▸ **Exercise requirements**:
Copy out the book review below word for word, in full.

▸ **Document excerpt**:

──────────────────────────────

In All That We Know, her first adult novel, Shilo Kino (Ngāpuhi, Ngāti Maniapoto), the award-winning writer of young adult novel The Pōrangi Boy, casts a youthful eye over the fraught business of being a Māori activist in contemporary Aotearoa.
Māreikura Pohe had her first taste of going viral when she called out her school for not condemning a fellow student for going black face, which was filmed and posted online, making her an instant cause célèbre. Unfortunately, taking a stand had backfired completely, as the only thing that happened was Māreikura, who was about to be named deputy head girl, was expelled and the university scholarship and place in pre-law that had been hers for the taking had vanished. There might have been a lesson in that.
The novel picks up the story after this event on the eve of Māreikura starting a prestigious full-time, full-immersion te reo Māori course, which quickly activates the activist within. But saving your culture literally one word at a time is full of pitfalls, as Māreikura, who is full of good intentions, discovers.

──────────────────────────────

▸ **Segmentation mask data**:
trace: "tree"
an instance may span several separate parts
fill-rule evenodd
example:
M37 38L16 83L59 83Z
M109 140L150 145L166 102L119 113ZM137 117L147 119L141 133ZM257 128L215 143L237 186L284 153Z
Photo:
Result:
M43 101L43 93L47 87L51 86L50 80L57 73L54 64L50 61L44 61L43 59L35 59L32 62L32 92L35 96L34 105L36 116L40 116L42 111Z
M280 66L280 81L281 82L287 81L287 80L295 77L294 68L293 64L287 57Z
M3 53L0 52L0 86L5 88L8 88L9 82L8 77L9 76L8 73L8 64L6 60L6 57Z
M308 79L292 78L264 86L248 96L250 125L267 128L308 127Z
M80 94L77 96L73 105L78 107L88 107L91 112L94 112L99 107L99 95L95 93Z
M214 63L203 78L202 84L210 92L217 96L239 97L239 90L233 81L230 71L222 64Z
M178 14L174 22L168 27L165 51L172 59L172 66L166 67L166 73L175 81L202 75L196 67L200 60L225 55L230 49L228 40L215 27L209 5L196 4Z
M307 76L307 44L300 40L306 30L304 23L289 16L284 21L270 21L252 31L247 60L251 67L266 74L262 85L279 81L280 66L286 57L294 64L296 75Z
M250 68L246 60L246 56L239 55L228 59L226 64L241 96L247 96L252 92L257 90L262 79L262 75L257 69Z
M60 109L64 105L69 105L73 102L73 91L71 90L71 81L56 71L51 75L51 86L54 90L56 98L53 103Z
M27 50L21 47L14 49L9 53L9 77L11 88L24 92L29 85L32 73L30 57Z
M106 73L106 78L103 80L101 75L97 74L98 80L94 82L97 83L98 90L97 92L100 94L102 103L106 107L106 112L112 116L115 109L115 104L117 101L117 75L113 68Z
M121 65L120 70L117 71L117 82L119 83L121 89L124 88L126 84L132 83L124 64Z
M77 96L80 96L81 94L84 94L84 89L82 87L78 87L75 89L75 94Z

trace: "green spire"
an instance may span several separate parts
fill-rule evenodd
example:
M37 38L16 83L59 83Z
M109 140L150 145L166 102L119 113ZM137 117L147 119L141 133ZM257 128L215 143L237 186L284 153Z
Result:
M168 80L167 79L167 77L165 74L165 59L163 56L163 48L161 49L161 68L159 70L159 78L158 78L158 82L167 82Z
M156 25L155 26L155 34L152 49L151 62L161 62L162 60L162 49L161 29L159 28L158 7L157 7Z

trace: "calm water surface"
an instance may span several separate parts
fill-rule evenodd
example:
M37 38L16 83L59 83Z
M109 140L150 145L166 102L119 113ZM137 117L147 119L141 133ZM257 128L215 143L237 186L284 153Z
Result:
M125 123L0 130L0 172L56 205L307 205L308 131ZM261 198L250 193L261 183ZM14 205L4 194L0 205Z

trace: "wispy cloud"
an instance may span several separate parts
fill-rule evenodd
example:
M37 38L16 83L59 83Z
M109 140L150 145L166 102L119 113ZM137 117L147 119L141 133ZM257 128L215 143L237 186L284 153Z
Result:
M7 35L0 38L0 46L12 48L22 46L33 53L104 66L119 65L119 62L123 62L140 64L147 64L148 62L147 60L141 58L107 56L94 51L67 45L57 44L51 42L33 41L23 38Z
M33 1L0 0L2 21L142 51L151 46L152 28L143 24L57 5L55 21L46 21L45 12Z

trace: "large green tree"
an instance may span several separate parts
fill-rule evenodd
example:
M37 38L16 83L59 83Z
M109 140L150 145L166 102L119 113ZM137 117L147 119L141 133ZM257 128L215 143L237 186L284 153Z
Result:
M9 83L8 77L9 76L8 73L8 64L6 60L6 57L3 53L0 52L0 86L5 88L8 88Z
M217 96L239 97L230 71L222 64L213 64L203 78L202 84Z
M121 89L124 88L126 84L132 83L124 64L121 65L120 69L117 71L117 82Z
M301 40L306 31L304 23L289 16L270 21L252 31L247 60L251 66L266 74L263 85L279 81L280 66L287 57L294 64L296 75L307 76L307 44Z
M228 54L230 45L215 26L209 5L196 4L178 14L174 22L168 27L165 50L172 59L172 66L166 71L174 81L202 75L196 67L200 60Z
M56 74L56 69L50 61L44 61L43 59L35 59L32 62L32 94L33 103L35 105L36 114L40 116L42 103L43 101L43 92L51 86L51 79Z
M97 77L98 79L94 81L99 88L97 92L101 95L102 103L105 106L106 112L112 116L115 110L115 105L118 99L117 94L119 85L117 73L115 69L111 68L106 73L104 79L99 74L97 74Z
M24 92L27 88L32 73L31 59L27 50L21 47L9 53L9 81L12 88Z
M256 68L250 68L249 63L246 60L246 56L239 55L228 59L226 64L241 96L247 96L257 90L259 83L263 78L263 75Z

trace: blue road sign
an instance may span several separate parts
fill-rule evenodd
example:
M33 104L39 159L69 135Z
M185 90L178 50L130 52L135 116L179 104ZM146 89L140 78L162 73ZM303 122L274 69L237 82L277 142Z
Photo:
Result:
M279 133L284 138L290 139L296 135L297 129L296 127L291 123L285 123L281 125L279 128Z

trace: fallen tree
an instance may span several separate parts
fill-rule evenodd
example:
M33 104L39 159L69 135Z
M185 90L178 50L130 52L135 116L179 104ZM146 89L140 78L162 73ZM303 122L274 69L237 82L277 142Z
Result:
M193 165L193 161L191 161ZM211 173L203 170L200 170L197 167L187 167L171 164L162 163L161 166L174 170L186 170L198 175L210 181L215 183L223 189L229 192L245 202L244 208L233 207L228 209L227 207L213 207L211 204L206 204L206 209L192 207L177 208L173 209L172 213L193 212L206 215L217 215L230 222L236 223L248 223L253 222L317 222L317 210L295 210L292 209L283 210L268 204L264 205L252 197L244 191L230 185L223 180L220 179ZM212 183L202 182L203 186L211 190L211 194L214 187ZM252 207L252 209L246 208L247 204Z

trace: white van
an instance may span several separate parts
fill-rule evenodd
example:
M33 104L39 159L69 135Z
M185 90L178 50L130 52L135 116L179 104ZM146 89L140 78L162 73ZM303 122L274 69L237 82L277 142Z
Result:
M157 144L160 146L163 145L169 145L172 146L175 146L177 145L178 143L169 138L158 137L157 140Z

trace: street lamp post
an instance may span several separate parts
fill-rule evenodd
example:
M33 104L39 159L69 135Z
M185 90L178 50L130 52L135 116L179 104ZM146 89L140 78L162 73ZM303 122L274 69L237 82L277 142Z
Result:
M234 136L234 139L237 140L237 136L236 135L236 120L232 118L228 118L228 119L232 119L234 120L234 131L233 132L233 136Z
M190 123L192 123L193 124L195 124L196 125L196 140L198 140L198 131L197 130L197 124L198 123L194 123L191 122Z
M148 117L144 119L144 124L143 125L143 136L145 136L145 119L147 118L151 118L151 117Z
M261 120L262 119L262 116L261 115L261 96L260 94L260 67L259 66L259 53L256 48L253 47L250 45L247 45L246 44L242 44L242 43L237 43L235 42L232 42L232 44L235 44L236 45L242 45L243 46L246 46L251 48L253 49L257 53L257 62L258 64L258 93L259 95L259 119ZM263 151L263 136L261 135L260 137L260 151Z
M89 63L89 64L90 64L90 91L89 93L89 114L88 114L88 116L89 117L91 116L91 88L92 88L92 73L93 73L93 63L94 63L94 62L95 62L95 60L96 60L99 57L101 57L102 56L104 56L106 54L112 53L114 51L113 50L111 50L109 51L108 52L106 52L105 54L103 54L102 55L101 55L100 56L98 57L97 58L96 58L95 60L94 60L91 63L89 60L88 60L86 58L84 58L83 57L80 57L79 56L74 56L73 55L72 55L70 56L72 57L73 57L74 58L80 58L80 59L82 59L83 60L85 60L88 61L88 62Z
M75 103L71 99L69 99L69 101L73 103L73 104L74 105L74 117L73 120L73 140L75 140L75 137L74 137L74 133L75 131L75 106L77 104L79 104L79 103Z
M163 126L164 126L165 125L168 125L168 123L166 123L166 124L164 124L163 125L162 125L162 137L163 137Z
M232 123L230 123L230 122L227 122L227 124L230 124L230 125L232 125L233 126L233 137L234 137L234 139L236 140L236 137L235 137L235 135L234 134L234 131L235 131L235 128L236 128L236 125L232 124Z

──────────────────────────────

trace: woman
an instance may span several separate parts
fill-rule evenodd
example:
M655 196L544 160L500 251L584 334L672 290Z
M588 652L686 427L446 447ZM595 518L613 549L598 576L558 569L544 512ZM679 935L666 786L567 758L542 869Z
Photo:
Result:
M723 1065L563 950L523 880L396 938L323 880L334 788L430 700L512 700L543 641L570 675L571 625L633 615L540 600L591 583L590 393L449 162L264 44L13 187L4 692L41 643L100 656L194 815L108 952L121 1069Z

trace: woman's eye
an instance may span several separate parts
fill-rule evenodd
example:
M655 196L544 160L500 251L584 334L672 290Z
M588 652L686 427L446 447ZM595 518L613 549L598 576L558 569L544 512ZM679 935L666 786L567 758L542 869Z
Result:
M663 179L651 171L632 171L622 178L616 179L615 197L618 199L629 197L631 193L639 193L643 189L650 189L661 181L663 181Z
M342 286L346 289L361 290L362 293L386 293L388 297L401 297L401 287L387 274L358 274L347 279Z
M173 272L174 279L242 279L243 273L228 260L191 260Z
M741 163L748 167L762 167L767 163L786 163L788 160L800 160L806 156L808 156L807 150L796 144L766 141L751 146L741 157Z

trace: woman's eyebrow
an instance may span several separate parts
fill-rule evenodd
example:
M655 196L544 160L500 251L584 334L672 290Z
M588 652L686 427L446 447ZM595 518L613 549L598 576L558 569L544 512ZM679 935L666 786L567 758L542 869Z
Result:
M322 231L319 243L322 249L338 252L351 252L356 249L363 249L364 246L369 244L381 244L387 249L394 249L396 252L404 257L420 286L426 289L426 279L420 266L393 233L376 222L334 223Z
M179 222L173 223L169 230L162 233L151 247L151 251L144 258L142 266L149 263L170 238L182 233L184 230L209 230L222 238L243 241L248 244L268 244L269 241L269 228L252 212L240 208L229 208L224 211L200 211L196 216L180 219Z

──────────────────────────────

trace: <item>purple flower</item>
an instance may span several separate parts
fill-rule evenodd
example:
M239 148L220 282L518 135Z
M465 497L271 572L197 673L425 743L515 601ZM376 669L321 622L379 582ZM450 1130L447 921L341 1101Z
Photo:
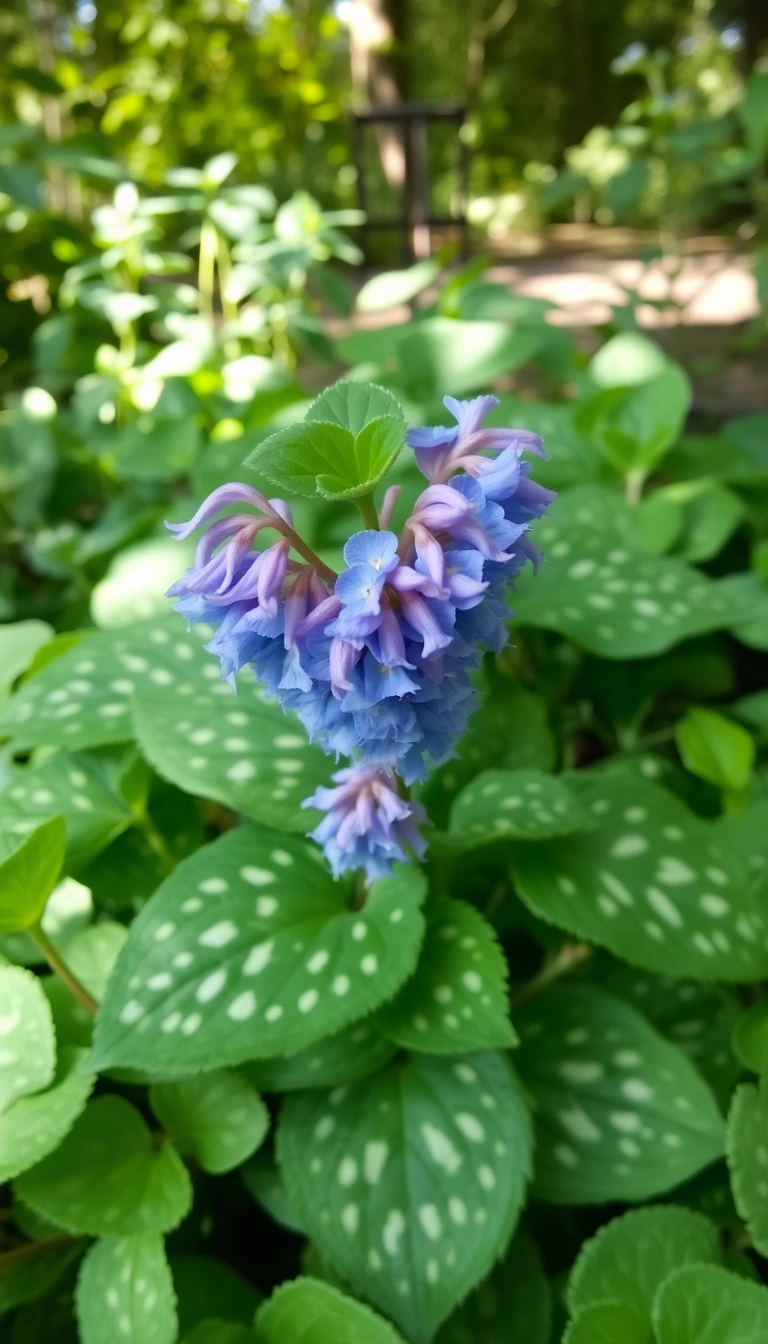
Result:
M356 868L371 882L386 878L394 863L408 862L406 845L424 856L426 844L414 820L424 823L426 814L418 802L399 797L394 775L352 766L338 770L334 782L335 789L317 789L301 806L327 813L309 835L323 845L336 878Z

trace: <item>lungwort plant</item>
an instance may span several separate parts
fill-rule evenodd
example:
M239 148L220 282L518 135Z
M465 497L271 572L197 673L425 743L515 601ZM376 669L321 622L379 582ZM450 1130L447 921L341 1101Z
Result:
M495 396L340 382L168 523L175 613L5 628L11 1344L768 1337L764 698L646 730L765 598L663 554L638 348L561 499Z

──────────────────────────────

▸ **Response for this exercise**:
In All That We Know, her first adult novel, Shilo Kino (Ngāpuhi, Ngāti Maniapoto), the award-winning writer of young adult novel The Pōrangi Boy, casts a youthful eye over the fraught business of being a Māori activist in contemporary Aotearoa.
Māreikura Pohe had her first taste of going viral when she called out her school for not condemning a fellow student for going black face, which was filmed and posted online, making her an instant cause célèbre. Unfortunately, taking a stand had backfired completely, as the only thing that happened was Māreikura, who was about to be named deputy head girl, was expelled and the university scholarship and place in pre-law that had been hers for the taking had vanished. There might have been a lesson in that.
The novel picks up the story after this event on the eve of Māreikura starting a prestigious full-time, full-immersion te reo Māori course, which quickly activates the activist within. But saving your culture literally one word at a time is full of pitfalls, as Māreikura, who is full of good intentions, discovers.